╭─ Texte de l'exercice

Asni, Moulay Brahim (Maroc).– « Ici, six personnes sont mortes. C’était la famille d’un couple qui venait de se marier. Ils sont restés coincés sous les décombres pendant vingt-quatre heures », raconte un jeune homme en marchant dans les ruines du village de Moulay Brahim, dans les montagnes d’Al-Haouz. Il parle rapidement, et en continu. Il montre un tas de gravats : « Là, des corps ont été retrouvés hier. Je suis passé par là cinq ou six fois depuis vendredi. » Il est sidéré. « Peut-être que j’ai marché sur eux. »
Le soir du tremblement de terre, survenu vendredi 8 septembre à 23 h 11, il n’y avait que les villageois·es pour s’entraider, fouiller les décombres avec leurs mains. Les équipes de recherche ne sont arrivées que récemment… mais le matériel de survie se fait toujours attendre dans ce petit village de 3 000 habitant·es où, lundi 11 septembre, on comptait 26 mort·es.
À Moulay Brahim, le 11 septembre 2023. Certaines rues sont impraticables. Les logements sont complètement détruits et il faut marcher sur les gravats pour continuer sa route. © Photo Milla Morisson pour Mediapart
Trois jours après le séisme, Al-Haouz semble être devenu le centre du Maroc. La route nationale qui sillonne la province est assez dégagée, même si l’on devine le passage récent de tractopelles. La voie est déblayée, mais chargée d’un flux tendu d’ambulances, camions militaires, fourgonnettes de gendarmes… Dans cette zone où 1 591 personnes ont perdu la vie, sur un total provisoire de 2 681, les cargaisons affluent : des provisions de nourriture, mais aussi des couches, lingettes, serviettes hygiéniques en provenance des villes du Royaume.
La population s’est mobilisée en masse pour donner aux associations : dans les rayons des supermarchés de Casablanca, Rabat et Marrakech, les chariots sont chargés à ras bord, direction les points de collecte mis en place par des associations comme l’Institut national de solidarité avec les femmes en détresse (Insaf) ou l’Association marocaine pour l’entraide (AME). Les grandes enseignes commerciales communiquent sur leurs réseaux sociaux. Decathlon, par exemple, dit avoir envoyé des tentes et des équipements en urgence dès samedi… Pas assez, au goût des internautes, qui réclament des réductions pour pouvoir en acheter et en distribuer eux-mêmes. Car des citoyen·nes décident aussi de partir, leur coffre rempli, dans l’espoir de se rendre utiles sur place.

╰─
╭─ Extraits des données

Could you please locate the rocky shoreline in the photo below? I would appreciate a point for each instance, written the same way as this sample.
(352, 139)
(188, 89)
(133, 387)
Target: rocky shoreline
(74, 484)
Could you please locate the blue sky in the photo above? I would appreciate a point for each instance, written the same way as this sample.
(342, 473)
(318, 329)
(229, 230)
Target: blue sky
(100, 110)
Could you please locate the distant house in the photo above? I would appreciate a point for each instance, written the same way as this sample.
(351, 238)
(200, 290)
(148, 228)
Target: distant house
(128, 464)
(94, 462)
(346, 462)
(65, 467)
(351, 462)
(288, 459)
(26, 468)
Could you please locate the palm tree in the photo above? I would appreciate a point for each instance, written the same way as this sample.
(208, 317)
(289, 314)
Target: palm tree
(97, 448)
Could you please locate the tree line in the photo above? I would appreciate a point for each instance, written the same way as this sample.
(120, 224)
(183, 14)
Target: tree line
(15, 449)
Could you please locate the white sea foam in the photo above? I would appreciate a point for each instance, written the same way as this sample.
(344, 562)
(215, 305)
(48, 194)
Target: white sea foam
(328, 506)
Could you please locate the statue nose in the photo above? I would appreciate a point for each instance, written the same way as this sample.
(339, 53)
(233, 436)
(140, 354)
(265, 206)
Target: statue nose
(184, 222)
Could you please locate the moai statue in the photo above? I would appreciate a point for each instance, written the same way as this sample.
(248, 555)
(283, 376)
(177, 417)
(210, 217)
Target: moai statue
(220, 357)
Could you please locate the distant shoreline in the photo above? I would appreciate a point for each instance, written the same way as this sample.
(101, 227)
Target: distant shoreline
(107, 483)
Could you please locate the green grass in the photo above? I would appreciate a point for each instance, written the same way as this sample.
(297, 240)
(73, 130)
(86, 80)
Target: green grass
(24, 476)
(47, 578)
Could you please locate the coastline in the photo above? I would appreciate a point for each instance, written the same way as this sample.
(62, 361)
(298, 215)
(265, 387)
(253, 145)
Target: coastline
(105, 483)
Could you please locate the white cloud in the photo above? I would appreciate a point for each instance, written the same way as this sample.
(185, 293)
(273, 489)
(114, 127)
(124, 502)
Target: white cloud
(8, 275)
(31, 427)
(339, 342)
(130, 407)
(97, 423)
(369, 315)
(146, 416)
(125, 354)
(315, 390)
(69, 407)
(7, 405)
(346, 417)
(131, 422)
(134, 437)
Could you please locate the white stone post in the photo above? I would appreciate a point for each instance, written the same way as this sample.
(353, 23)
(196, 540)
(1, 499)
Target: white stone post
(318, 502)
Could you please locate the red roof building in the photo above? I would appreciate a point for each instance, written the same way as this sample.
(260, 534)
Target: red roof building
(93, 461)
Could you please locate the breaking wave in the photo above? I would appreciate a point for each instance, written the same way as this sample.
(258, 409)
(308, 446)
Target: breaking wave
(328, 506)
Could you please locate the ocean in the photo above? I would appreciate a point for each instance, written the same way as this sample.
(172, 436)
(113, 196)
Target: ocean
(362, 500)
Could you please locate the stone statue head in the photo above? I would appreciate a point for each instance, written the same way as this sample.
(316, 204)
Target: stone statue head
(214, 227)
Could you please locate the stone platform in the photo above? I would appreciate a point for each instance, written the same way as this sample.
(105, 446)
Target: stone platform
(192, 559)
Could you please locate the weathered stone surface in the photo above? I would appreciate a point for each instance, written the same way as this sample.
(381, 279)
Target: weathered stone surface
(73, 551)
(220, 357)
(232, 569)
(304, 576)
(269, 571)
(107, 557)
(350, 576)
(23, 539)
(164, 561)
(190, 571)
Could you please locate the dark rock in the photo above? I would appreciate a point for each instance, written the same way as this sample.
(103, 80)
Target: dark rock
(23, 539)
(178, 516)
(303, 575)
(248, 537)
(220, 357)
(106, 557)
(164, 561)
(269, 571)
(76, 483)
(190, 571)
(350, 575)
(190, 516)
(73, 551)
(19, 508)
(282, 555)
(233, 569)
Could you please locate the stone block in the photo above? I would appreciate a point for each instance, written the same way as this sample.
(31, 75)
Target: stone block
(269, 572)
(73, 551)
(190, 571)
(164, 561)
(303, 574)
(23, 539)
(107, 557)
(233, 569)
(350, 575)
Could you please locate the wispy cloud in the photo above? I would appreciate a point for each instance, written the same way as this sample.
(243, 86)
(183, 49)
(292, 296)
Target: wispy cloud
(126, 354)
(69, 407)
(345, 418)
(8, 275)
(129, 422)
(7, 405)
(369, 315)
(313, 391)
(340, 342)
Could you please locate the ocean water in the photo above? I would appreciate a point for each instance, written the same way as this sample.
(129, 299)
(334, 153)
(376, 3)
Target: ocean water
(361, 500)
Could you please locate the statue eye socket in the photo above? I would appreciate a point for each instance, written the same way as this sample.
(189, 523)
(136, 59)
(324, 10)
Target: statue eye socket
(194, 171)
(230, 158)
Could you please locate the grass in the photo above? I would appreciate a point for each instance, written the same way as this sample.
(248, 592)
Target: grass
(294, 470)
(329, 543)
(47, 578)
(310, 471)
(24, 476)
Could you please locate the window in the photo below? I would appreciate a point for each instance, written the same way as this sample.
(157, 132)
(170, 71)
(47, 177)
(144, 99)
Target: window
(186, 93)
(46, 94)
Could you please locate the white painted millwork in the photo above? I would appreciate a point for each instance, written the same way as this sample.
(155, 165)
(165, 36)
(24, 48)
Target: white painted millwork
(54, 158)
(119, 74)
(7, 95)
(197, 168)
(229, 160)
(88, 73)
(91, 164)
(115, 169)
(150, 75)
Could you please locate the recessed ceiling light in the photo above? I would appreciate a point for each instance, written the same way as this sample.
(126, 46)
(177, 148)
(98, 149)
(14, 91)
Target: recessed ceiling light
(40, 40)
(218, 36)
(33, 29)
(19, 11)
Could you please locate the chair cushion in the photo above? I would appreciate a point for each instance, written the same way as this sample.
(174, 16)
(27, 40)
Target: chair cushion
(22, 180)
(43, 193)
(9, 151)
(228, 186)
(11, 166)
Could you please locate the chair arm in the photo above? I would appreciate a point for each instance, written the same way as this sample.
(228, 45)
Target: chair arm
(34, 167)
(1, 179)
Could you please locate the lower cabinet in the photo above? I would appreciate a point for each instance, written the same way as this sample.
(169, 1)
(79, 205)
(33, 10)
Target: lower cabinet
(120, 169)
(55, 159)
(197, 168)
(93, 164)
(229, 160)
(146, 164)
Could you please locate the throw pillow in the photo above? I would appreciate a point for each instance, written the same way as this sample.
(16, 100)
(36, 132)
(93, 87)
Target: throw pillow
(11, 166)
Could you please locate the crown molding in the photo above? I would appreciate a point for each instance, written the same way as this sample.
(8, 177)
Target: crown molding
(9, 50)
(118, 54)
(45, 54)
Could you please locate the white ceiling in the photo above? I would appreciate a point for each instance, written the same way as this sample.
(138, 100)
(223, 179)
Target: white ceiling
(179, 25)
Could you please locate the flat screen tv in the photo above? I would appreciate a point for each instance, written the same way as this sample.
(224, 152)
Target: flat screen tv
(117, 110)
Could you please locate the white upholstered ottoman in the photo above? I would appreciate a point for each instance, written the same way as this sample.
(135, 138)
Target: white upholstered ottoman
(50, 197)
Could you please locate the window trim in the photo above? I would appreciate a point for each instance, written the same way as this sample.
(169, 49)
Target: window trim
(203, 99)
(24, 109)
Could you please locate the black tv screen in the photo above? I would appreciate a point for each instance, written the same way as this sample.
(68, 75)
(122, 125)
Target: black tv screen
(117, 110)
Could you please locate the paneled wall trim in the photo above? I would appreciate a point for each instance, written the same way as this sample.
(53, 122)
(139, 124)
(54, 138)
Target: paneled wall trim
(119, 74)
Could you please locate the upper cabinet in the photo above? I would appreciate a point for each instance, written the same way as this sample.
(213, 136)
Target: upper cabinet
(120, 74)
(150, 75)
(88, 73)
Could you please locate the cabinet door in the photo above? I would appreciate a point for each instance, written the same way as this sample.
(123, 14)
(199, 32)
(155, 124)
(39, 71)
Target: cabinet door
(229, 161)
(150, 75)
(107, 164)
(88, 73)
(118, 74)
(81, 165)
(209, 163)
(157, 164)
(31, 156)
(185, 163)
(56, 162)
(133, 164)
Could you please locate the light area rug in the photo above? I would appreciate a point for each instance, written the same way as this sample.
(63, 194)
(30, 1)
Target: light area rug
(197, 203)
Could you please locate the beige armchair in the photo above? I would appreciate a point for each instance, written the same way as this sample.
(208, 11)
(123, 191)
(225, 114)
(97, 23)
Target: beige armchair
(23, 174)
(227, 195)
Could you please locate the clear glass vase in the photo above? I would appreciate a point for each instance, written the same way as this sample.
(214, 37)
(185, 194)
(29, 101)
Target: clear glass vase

╰─

* _À réaliser_
1) Résumez en deux phrases le texte sur le séisme d'Al-Haouz.
2) Reproduisez fidèlement le passage du texte sur le séisme d'Al-Haouz qui va de « La population s’est » jusqu'à « utiles sur place. ».

* _Corrigés_
1) Après le tremblement de terre du vendredi 8 septembre à 23 h 11, les habitants de Moulay Brahim, village de 3 000 habitants qui comptait 26 morts le lundi 11 septembre, ont d'abord fouillé seuls les décombres avec leurs mains, et le matériel de survie s'y fait toujours attendre. Dans la province d'Al-Haouz, où 1 591 personnes sont mortes sur un total provisoire de 2 681, les routes sont chargées d'ambulances et de camions militaires, et des cargaisons arrivent grâce à une population mobilisée en masse pour donner aux associations ou partir elle-même aider sur place.

2)
La population s’est mobilisée en masse pour donner aux associations : dans les rayons des supermarchés de Casablanca, Rabat et Marrakech, les chariots sont chargés à ras bord, direction les points de collecte mis en place par des associations comme l’Institut national de solidarité avec les femmes en détresse (Insaf) ou l’Association marocaine pour l’entraide (AME). Les grandes enseignes commerciales communiquent sur leurs réseaux sociaux. Decathlon, par exemple, dit avoir envoyé des tentes et des équipements en urgence dès samedi… Pas assez, au goût des internautes, qui réclament des réductions pour pouvoir en acheter et en distribuer eux-mêmes. Car des citoyen·nes décident aussi de partir, leur coffre rempli, dans l’espoir de se rendre utiles sur place.